═══ Texto

Internacionalismo
Informe Conjuntura Internacional: O G20 passou. Mas o que ele deixou?
Por Setor de Internacionalismo
Da Página do MST
O barulho foi grande, as propostas foram muitas, mas a declaração final da Cúpula dos Líderes do G20, que se reuniu no Rio de Janeiro dias 18 e 19 de novembro, foi muito bem definida em matéria do Brasil de Fato: muita letra e pouca ação.
Um documento superficial, que não condena o genocídio em Gaza, não fala em cessar-fogo, não menciona os direitos da população LGBTQIA+, e traz recomendações gerais quem ninguém precisa seguir.

══════
═══ Registros de dados

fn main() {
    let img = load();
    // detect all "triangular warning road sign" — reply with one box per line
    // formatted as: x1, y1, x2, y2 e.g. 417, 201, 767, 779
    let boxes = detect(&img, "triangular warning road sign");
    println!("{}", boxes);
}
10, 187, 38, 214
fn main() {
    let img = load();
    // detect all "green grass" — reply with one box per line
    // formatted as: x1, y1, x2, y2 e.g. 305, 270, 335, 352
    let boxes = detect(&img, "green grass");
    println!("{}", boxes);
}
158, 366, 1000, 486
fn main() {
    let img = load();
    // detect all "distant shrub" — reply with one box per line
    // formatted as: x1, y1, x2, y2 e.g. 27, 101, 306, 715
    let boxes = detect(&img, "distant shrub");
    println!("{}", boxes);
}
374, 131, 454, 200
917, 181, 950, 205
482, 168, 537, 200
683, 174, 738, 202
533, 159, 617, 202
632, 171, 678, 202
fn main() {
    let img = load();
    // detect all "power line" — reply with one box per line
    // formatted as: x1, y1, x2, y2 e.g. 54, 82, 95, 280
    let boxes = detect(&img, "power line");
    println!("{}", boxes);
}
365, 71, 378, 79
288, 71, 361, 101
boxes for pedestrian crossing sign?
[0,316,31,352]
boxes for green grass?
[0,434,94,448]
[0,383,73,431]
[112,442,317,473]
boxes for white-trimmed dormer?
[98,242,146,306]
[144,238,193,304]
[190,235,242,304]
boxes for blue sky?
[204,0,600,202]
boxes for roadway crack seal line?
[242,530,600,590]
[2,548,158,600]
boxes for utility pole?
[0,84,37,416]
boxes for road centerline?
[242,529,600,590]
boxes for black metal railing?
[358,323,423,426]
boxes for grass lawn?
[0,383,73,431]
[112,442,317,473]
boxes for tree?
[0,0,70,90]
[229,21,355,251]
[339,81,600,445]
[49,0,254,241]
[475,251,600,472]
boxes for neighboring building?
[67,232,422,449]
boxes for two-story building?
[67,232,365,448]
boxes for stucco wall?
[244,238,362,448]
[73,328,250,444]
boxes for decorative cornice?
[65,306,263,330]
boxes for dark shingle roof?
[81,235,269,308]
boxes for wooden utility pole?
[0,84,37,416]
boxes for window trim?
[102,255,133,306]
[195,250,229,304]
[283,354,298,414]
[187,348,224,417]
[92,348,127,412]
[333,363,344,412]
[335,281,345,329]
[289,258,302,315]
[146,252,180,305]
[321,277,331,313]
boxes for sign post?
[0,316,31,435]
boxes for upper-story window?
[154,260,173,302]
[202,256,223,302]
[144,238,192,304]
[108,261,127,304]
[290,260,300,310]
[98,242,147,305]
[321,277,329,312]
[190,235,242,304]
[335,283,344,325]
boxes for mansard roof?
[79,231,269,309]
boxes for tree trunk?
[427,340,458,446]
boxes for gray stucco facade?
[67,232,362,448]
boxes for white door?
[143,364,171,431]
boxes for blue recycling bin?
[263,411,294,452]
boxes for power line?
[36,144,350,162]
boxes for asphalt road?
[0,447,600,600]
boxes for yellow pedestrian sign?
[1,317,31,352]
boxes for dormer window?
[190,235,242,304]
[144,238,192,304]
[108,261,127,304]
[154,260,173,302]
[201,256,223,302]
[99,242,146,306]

══════

Tarefas propostas:
- A) Reproduza a listagem, começando pela linha que contém "boxes for blue recycling bin?" e terminando na última linha da listagem, incluindo as duas extremidades e as perguntas. Escale por 0,2 todas as coordenadas das caixas nas respostas, arredondando para números inteiros (metades para cima).
- B) Retome o informe sobre o G20 e prossiga a redação a partir da última frase apresentada.
A listagem não tem nenhuma relação com o informe sobre o G20.

Respostas:
- A)
boxes for blue recycling bin?
[53,82,59,90]
boxes for power line?
[7,29,70,32]
boxes for asphalt road?
[0,89,120,120]
boxes for yellow pedestrian sign?
[0,63,6,70]
boxes for dormer window?
[38,47,48,61]
[29,48,38,61]
[22,52,25,61]
[31,52,35,60]
[40,51,45,60]
[20,48,29,61]

- B)
Na avaliação de Paulo Velasco, professor de política internacional da Universidade Estadual do Rio de Janeiro (UERJ), “documentos desse tipo carecem de aplicação prática. Talvez a única coisa mais prática de tudo seja a Aliança Global contra a Fome. Mas de resto, é um documento que não traz ônus para os Estados. Então, apoiar um compromisso geral superficial em transição energética e combate a mudanças climáticas é possível, mesmo que o país tenha um presidente negacionista”.
Nem genocídio, nem cessar-fogo… Apenas ‘preocupação’
Para o Instituto Palestinos para Diplomacia Pública (PIPD), a declaração final foi uma ‘grande decepção’, ao não responsabilizar o governo de Israel pelo genocídio em Gaza.
“O que está acontecendo em Gaza é um genocídio, não é apenas uma situação humanitária catastrófica, é a continuação de um projeto colonial israelense de 76 anos. Fechar os olhos para o efeito de um genocídio transmitido ao vivo terá resultados catastróficos para a nossa geração e para muitas outras que virão”, afirma nota da organização ao Brasil de Fato.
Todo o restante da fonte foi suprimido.